---------- INPUT RECORDS
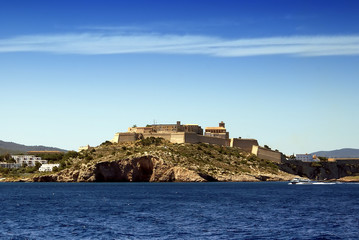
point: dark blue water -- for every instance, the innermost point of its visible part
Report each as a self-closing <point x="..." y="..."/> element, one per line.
<point x="178" y="211"/>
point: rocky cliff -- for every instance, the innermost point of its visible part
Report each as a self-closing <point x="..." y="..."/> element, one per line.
<point x="160" y="161"/>
<point x="321" y="170"/>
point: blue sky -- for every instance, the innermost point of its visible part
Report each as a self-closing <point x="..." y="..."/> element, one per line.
<point x="284" y="72"/>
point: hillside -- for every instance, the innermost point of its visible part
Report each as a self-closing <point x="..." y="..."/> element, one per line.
<point x="14" y="148"/>
<point x="340" y="153"/>
<point x="157" y="160"/>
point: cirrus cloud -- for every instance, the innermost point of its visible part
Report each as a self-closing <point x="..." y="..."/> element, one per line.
<point x="94" y="44"/>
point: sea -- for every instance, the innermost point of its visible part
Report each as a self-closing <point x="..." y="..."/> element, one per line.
<point x="263" y="210"/>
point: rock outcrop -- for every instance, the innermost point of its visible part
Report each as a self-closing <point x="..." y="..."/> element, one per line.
<point x="141" y="169"/>
<point x="321" y="170"/>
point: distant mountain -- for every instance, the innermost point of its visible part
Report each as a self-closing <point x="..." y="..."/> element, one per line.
<point x="13" y="148"/>
<point x="340" y="153"/>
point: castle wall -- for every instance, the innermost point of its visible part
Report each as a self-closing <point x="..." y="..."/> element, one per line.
<point x="166" y="136"/>
<point x="245" y="144"/>
<point x="178" y="137"/>
<point x="195" y="138"/>
<point x="267" y="154"/>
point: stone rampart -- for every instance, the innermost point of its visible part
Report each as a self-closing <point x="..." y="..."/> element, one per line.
<point x="267" y="154"/>
<point x="245" y="144"/>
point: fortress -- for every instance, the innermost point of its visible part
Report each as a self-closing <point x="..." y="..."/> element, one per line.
<point x="193" y="133"/>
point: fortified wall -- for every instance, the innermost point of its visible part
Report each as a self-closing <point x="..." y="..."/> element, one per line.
<point x="193" y="133"/>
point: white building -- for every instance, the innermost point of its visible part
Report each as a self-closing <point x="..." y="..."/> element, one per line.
<point x="47" y="167"/>
<point x="29" y="160"/>
<point x="306" y="158"/>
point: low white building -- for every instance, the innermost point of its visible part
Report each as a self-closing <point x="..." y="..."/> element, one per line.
<point x="306" y="158"/>
<point x="47" y="167"/>
<point x="29" y="160"/>
<point x="9" y="165"/>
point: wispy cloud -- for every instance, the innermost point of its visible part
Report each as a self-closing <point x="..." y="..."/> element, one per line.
<point x="92" y="44"/>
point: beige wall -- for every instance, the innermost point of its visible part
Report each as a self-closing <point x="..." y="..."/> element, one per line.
<point x="124" y="137"/>
<point x="245" y="144"/>
<point x="267" y="154"/>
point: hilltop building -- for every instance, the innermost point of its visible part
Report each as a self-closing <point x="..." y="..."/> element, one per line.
<point x="193" y="133"/>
--------------------
#### GOAL
Copy out every line of the material above word for word, leaving out the picture.

#### OUTPUT OF THE EXERCISE
point: dark blue water -- for every instance, the innermost point of its visible part
Report each as a self-closing <point x="..." y="..."/> element, one per line.
<point x="178" y="211"/>
point: rocky cliff -- for every instance, the innermost point of its visible part
Report each as a self-closing <point x="..." y="..."/> element, one per line.
<point x="160" y="161"/>
<point x="321" y="170"/>
point: blue sky -- for every instance, the innermost point of its visible part
Report each as a self-closing <point x="..." y="..."/> element, one per line.
<point x="284" y="72"/>
point: hillside -- for every instance, the innermost point of its visible part
Report each as a self-closing <point x="..." y="..."/> element, one per line.
<point x="14" y="148"/>
<point x="340" y="153"/>
<point x="157" y="160"/>
point: cirrus cloud -- for every instance, the innermost point of its visible part
Report each as a self-closing <point x="..." y="..."/> element, one per line.
<point x="94" y="44"/>
point: sea -- for every instance, the innermost point of its visible part
Report each as a self-closing <point x="..." y="..."/> element, one per line.
<point x="263" y="210"/>
point: rock outcrop -- for every instance, the innermost point of its visible part
Report each as a self-closing <point x="..." y="..."/> element, one per line.
<point x="141" y="169"/>
<point x="321" y="170"/>
point: distant mountain -- for every instance, the innermost point of its visible part
Report each as a self-closing <point x="..." y="..."/> element, one per line.
<point x="13" y="148"/>
<point x="340" y="153"/>
point: castle wall -- for every instance, the innermost point of its visible part
Report each as a self-closing <point x="..." y="..."/> element, one per line.
<point x="166" y="136"/>
<point x="245" y="144"/>
<point x="178" y="137"/>
<point x="195" y="138"/>
<point x="267" y="154"/>
point: stone rampart -- for every instance, the innermost point of its visible part
Report each as a self-closing <point x="..." y="..."/> element, one per line.
<point x="267" y="154"/>
<point x="245" y="144"/>
point: fortress -- for every instance, the innermost point of its visible part
Report each as a self-closing <point x="..." y="..."/> element, one per line.
<point x="193" y="133"/>
point: fortified wall -- for every instance, the innermost point of its visible part
Report each as a self-closing <point x="..." y="..."/> element, one per line.
<point x="193" y="133"/>
point: white building -- for every instance, the innermost point of its visible part
Report each as a self-closing <point x="..." y="..."/> element, one per line.
<point x="47" y="167"/>
<point x="29" y="160"/>
<point x="306" y="158"/>
point: low white building -- for every instance, the innermost point of its visible part
Report each as a self-closing <point x="..." y="..."/> element, one per line.
<point x="306" y="158"/>
<point x="47" y="167"/>
<point x="29" y="160"/>
<point x="9" y="165"/>
point: wispy cloud -- for every instance, the innermost point of its visible part
Report each as a self-closing <point x="..." y="..."/> element, one per line.
<point x="92" y="44"/>
point: beige wall -- for every instance, the innermost point of its visible part
Report each as a self-closing <point x="..." y="..."/> element, one per line.
<point x="124" y="137"/>
<point x="245" y="144"/>
<point x="267" y="154"/>
point: hilltop building -- for every instance, the innermost point of its visible part
Report each as a self-closing <point x="..." y="..."/> element, one per line.
<point x="193" y="133"/>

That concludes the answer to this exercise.